= Task to carry out =
Write out every line of the records below as a JSON list of strings, with one string per line and blank lines omitted.
*** Records for processing ***
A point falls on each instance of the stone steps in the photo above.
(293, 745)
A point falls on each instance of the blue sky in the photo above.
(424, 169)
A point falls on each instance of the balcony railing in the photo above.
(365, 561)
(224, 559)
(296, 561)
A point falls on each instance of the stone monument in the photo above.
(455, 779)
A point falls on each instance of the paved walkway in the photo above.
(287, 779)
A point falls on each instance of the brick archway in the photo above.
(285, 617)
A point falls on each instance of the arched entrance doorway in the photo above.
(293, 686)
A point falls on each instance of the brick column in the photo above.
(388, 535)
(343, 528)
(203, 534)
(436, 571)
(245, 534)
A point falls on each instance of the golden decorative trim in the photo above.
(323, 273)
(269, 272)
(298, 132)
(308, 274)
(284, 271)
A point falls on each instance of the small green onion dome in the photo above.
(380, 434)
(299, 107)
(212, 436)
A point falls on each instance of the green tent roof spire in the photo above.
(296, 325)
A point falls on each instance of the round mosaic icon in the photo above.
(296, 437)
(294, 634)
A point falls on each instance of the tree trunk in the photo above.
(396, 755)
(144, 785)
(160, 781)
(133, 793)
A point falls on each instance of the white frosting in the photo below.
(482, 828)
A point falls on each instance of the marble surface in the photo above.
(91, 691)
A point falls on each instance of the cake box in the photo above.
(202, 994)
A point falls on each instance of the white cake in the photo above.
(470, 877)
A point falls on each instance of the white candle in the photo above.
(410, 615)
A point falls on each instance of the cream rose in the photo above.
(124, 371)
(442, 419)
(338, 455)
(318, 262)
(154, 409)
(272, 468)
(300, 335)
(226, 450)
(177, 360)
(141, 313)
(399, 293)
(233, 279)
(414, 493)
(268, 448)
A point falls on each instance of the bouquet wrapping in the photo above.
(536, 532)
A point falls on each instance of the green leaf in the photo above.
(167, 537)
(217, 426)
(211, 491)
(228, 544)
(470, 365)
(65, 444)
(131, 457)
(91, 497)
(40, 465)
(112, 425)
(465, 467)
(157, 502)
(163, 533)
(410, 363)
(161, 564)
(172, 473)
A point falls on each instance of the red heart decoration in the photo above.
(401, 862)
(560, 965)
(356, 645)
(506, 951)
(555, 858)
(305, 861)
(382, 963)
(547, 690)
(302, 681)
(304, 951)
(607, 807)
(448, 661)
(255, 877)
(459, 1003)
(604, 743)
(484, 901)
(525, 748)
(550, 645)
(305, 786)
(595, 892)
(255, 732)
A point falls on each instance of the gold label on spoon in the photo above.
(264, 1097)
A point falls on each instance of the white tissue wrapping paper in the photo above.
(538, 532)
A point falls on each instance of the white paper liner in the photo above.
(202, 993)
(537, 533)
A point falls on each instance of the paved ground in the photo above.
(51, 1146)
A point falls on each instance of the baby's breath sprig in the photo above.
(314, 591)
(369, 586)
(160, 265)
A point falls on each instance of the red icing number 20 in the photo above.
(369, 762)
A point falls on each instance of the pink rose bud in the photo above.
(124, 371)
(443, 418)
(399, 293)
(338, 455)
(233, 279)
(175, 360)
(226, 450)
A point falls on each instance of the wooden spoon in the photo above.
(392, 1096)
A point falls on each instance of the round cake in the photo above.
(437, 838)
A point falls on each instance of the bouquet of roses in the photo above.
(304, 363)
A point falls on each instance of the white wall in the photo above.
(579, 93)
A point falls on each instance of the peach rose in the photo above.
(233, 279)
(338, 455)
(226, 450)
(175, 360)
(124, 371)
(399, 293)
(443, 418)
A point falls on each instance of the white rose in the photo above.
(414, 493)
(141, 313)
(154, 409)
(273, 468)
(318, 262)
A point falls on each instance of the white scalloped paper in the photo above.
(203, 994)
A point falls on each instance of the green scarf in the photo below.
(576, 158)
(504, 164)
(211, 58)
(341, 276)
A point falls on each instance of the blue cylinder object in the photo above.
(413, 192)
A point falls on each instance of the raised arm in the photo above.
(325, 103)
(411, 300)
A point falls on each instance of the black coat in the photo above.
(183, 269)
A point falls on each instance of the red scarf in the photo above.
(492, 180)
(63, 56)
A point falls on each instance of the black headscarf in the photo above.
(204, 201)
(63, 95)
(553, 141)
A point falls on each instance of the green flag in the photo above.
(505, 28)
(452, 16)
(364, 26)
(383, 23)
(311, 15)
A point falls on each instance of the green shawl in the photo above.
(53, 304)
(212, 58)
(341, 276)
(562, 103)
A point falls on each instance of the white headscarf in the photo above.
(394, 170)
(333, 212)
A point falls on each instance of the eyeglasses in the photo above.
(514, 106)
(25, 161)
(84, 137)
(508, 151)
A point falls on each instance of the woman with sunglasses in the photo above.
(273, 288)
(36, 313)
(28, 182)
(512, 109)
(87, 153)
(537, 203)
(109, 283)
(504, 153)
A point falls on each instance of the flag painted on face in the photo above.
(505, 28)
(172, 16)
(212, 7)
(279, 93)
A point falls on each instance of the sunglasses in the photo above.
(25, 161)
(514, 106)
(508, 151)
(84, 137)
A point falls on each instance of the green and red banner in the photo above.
***
= Right answer =
[
  "A point falls on each instance of the stone steps in the photo above.",
  "(293, 745)",
  "A point falls on each instance of the blue sky in the photo above.",
  "(424, 169)",
  "A point falls on each instance of the balcony railing in the photo above.",
  "(365, 561)",
  "(224, 559)",
  "(296, 561)",
  "A point falls on each instance of the stone monument in the photo above.",
  "(455, 779)",
  "A point falls on each instance of the paved walkway in the photo above.",
  "(287, 779)",
  "A point falls on each instance of the brick archway in the photo above.",
  "(285, 617)",
  "A point falls on each instance of the arched entrance doorway in the photo above.",
  "(293, 686)",
  "A point falls on each instance of the brick column in the photo above.",
  "(388, 535)",
  "(343, 528)",
  "(203, 534)",
  "(436, 571)",
  "(245, 534)",
  "A point falls on each instance of the golden decorative trim in the photo above.",
  "(323, 273)",
  "(269, 272)",
  "(298, 132)",
  "(308, 274)",
  "(284, 271)",
  "A point falls on each instance of the small green onion dome in the photo above.",
  "(380, 434)",
  "(299, 107)",
  "(212, 436)",
  "A point falls on each instance of the green tent roof spire in the photo above.",
  "(296, 325)",
  "A point falls on each instance of the round mosaic icon in the photo above.",
  "(296, 437)",
  "(294, 634)",
  "A point falls on each instance of the tree trunk in the photo above.",
  "(396, 755)",
  "(144, 785)",
  "(160, 781)",
  "(133, 793)",
  "A point falls on each instance of the white frosting in the photo below.",
  "(482, 828)",
  "A point falls on each instance of the marble surface in the photo above.",
  "(91, 691)",
  "A point falls on each instance of the cake box in the photo above.",
  "(202, 994)",
  "A point falls on each instance of the white cake in the photo above.",
  "(470, 877)",
  "A point falls on each instance of the white candle in the photo above.",
  "(410, 615)",
  "A point falls on each instance of the cream rose in the photo above.",
  "(124, 371)",
  "(442, 419)",
  "(338, 455)",
  "(318, 262)",
  "(154, 409)",
  "(272, 468)",
  "(300, 335)",
  "(226, 450)",
  "(177, 360)",
  "(141, 313)",
  "(399, 293)",
  "(233, 279)",
  "(414, 493)",
  "(268, 448)",
  "A point falls on each instance of the bouquet wrapping in the photo above.",
  "(536, 532)",
  "A point falls on each instance of the green leaf in the photo above.",
  "(167, 537)",
  "(217, 426)",
  "(211, 491)",
  "(228, 544)",
  "(470, 365)",
  "(65, 444)",
  "(131, 457)",
  "(91, 497)",
  "(40, 465)",
  "(112, 425)",
  "(465, 467)",
  "(157, 502)",
  "(163, 533)",
  "(410, 363)",
  "(161, 564)",
  "(172, 473)",
  "A point falls on each instance of the red heart decoration in the photo above.",
  "(401, 862)",
  "(560, 965)",
  "(356, 645)",
  "(506, 951)",
  "(555, 858)",
  "(305, 861)",
  "(382, 963)",
  "(547, 690)",
  "(302, 681)",
  "(304, 951)",
  "(607, 807)",
  "(448, 661)",
  "(255, 877)",
  "(459, 1003)",
  "(604, 743)",
  "(484, 901)",
  "(525, 748)",
  "(550, 645)",
  "(305, 786)",
  "(595, 892)",
  "(255, 732)",
  "A point falls on each instance of the gold label on spoon in the photo above.",
  "(264, 1097)",
  "A point falls on each instance of the white tissue wrapping paper in the photo above.",
  "(538, 532)",
  "A point falls on each instance of the white paper liner in the photo above.",
  "(202, 993)",
  "(537, 533)",
  "A point falls on each instance of the paved ground in the photo above.",
  "(51, 1146)",
  "A point falls on each instance of the baby's breath sprig in the photo above.",
  "(314, 591)",
  "(369, 586)",
  "(160, 265)",
  "A point falls on each instance of the red icing number 20 in the photo above.",
  "(369, 762)",
  "A point falls on each instance of the pink rose bud in the photo above.",
  "(124, 371)",
  "(443, 418)",
  "(399, 293)",
  "(338, 455)",
  "(233, 279)",
  "(175, 360)",
  "(226, 450)",
  "A point falls on each instance of the wooden spoon in the photo above.",
  "(392, 1096)",
  "A point falls on each instance of the round cake in the photo above.",
  "(437, 838)",
  "A point falls on each instance of the bouquet of roses in the photo above.",
  "(304, 363)",
  "A point falls on each instance of the white wall in the photo above.",
  "(579, 93)",
  "A point falls on each instance of the peach rose in the photo above.",
  "(233, 279)",
  "(338, 455)",
  "(226, 450)",
  "(175, 360)",
  "(124, 371)",
  "(399, 293)",
  "(443, 418)",
  "A point falls on each instance of the white rose in the photo above.",
  "(414, 493)",
  "(141, 313)",
  "(154, 409)",
  "(273, 468)",
  "(318, 262)",
  "A point falls on each instance of the white scalloped paper in the photo above.",
  "(203, 994)",
  "A point falls on each instance of the green scarf in the photo below.",
  "(576, 158)",
  "(504, 164)",
  "(211, 58)",
  "(341, 276)",
  "A point falls on each instance of the blue cylinder object in the photo above.",
  "(413, 192)",
  "A point falls on each instance of the raised arm in the photo above.",
  "(325, 103)",
  "(411, 300)",
  "A point falls on each instance of the black coat in the photo above.",
  "(183, 269)",
  "A point falls on each instance of the red scarf in the photo above.",
  "(492, 180)",
  "(63, 56)",
  "A point falls on each instance of the black headscarf in the photo above.",
  "(204, 201)",
  "(63, 95)",
  "(553, 141)",
  "A point falls on each instance of the green flag in the photo above.",
  "(505, 28)",
  "(452, 16)",
  "(364, 26)",
  "(383, 23)",
  "(311, 15)",
  "A point falls on each instance of the green shawl in the photo above.",
  "(53, 304)",
  "(212, 58)",
  "(341, 276)",
  "(562, 103)",
  "A point falls on each instance of the white headscarf in the photo above.",
  "(394, 170)",
  "(333, 212)",
  "A point falls on each instance of the eyeglasses in the photo above.",
  "(514, 106)",
  "(25, 161)",
  "(84, 137)",
  "(508, 151)",
  "A point falls on each instance of the woman with sunglasses in the photo above.",
  "(273, 288)",
  "(36, 313)",
  "(28, 182)",
  "(512, 109)",
  "(87, 153)",
  "(537, 203)",
  "(109, 283)",
  "(504, 153)",
  "A point falls on each instance of the flag painted on face in the photo above.",
  "(505, 28)",
  "(172, 16)",
  "(212, 7)",
  "(279, 93)",
  "A point falls on each instance of the sunglasses in the photo above.",
  "(25, 161)",
  "(514, 106)",
  "(508, 151)",
  "(84, 137)",
  "A point falls on each instance of the green and red banner in the photo above."
]